Buying or selling a business, like any major financial transaction, is complicated and requires competent counsel. Careless mistakes can have very serious financial consequences for both parties. Take, for example, the recent sale, subsequent bankruptcy and pending lawsuit between the former and current owners of the storied Capitol Hill restaurant, Hawk n’ Dove.
Earlier this month, The Washington Business Journal reported on a law suit filed by William Sport, one of the former owners of a group that owned nine District of Columbia restaurants including The Chesapeake Room, Park Tavern, Boxcar Tavern, Hawk n’ Dove, Molly Malone’s, Pacifico, Senart’s Oyster and Chop House, and Willie’s Que and Brew. See the WBJ article here.
Sports and his partners agreed to sell the nine restaurants to Barracks Row Entertainment Group LLC in December 2012 for $19.3 million. According to his complaint, which was filed in federal district court in October of 2013, Sport is alleging that the Defendants falsely represented the ownership of the company making the purchase and fraudulently inducing Sports into a sales contract where he accepted a $4.63 million promissory note as partial payment. Sports also agreed to personally guarantee $5 million in bank debt carried by the restaurants, as well as to continue to personally guaranty the nine commercial restaurant leases. The named Defendants are Richard Cervera, Michael Hoi-Mingh Cheung, William J. Nimmo, and Halpern, Denny & Co., a private equity and venture capital firm. See the filed complaint here – Case 114-cv-01783-JEB.
As with most contentious litigation, it will be some time before this case is resolved. It nonetheless serves to highlight important issues that both sellers and buyers should keep in mind when entering into a sales contract. Below we’ve provided a general overview of the due diligence restaurateurs and entrepreneurs should undertake in any sales transaction. The list is by no means exhaustive and we highly recommend that each party consult with an experience business attorney when entering into any complex legal agreement.

DATA PROVIDED -
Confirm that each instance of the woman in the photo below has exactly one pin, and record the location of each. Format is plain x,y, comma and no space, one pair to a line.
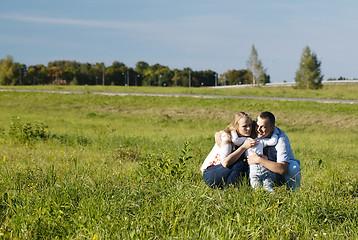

WHAT IS ASKED -
a) From the passage on the Hawk n' Dove sale, list every party named as a Defendant in the complaint.
b) Carry on the passage about the Hawk n' Dove sale and lawsuit, picking up after its final sentence.
The material was drawn from a different source than the passage about the Hawk n' Dove sale.

EXERCISE ANSWERS -
a)
Richard Cervera
Michael Hoi-Mingh Cheung
William J. Nimmo
Halpern, Denny & Co.

b)
Business for Sale – A Seller’s Prospective
1. Type of Sale – Asset sale or Stock Sale?
An owner can sell the company’s assets outright, or can sell stock in the corporation or membership interests/units if it is a limited liability company. Buyers will always want to structure the deal as an asset sale to protect itself against prior claims and liabilities of the business, as well as receiving a new tax basis in the assets, and higher depreciation and amortization deductions in the future. For the Seller, however, there are advantages to doing a stock sale. If the Seller’s company is a corporation, a stock sale usually results in a lower overall total tax bill than an asset sale. If necessary or the tax bill justifies it, the Seller may wish to consider adjusting the purchase price in order to persuade the buyer to accept a stock transaction rather than an asset sale.
2. Valuation – How to value equipment, inventory, and good will of your business
Whenever a sale of a business produces a capital or ordinary gain, the IRS will expect to receive its share and business owners need to take the potential tax bill into account when entering into a sales contract. In addition to the structure of the deal (asset v. stock sale), another factor the IRS will consider when evaluating the potential tax assessed for the sale of the business is the specific values assigned in the sale of the company’s assets. The gain or loss on the sale of different categories of business assets are taxed differently. Under the Internal Revenue Code, sellers and buyers must assign a specific value to each asset or groups of similar assets, and report a gain or a loss from the sale of each asset to the IRS. The sale of capital assets results in a capital gain or loss; the sale of real property or depreciable property used in the business and held longer than one year results in a gain or loss from a Section 1231 transaction; and the sale of inventory results in ordinary income or loss. It is important that a Seller value its assets accordingly to avoid higher tax classifications.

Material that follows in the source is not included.